**The problem**
Rewrite the records below from the line containing "Where can the saluting marine" through the end of the records, inclusive, keeping every request unchanged and scaling each coordinate in the answers by 2.3, rounded to the nearest whole number with halves rounded up.

**Records for this exercise**
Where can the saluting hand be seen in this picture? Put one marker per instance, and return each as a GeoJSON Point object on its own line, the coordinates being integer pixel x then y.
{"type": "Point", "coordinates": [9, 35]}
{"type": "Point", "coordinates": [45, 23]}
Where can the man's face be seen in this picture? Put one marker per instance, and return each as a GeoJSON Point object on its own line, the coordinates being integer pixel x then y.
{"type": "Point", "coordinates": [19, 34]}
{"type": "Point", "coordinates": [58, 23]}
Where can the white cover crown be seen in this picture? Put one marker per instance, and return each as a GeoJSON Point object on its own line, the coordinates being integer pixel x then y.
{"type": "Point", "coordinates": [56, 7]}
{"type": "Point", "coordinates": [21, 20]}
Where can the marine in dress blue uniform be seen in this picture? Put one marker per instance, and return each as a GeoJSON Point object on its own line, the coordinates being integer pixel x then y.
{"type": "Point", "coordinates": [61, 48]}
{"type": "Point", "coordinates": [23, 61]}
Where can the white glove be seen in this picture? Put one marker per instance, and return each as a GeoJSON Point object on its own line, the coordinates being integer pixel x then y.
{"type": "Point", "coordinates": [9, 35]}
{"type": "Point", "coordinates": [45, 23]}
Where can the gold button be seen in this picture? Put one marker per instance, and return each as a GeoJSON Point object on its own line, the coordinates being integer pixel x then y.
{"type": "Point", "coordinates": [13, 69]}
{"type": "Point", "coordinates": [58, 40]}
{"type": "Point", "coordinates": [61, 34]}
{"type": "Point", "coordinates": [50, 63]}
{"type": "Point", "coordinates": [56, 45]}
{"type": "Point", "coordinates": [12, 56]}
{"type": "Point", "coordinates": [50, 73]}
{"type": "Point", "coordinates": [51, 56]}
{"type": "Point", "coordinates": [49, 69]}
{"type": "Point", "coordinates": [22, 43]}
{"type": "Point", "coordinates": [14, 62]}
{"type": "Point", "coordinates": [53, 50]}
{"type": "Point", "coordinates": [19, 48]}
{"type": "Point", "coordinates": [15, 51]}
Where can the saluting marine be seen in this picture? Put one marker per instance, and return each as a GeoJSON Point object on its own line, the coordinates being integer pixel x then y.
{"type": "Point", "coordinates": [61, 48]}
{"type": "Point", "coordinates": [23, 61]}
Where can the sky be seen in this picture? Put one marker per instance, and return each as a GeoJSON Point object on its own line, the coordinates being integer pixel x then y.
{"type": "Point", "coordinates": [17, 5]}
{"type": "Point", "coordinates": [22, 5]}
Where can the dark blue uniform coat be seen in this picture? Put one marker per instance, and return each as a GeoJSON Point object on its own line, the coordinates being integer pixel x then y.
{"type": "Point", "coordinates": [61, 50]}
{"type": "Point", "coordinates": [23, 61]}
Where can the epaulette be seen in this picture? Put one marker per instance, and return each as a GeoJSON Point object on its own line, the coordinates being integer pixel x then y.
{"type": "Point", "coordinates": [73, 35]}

**Solution for this problem**
Where can the saluting marine be seen in this picture? Put one marker per instance, and return each as a GeoJSON Point object on its own line, the coordinates being integer pixel x then y.
{"type": "Point", "coordinates": [140, 110]}
{"type": "Point", "coordinates": [53, 140]}
Where can the sky be seen in this picture? Put one marker per instance, and return each as a GeoJSON Point object on its own line, the coordinates being integer pixel x then y.
{"type": "Point", "coordinates": [39, 12]}
{"type": "Point", "coordinates": [51, 12]}
Where can the dark blue uniform coat be seen in this picture? Put one marker per instance, and return each as a GeoJSON Point object on its own line, the coordinates being integer pixel x then y.
{"type": "Point", "coordinates": [140, 115]}
{"type": "Point", "coordinates": [53, 140]}
Where can the epaulette be seen in this picture? Put one marker per instance, and return each as a GeoJSON Point object on its own line, the coordinates being integer pixel x then y.
{"type": "Point", "coordinates": [168, 81]}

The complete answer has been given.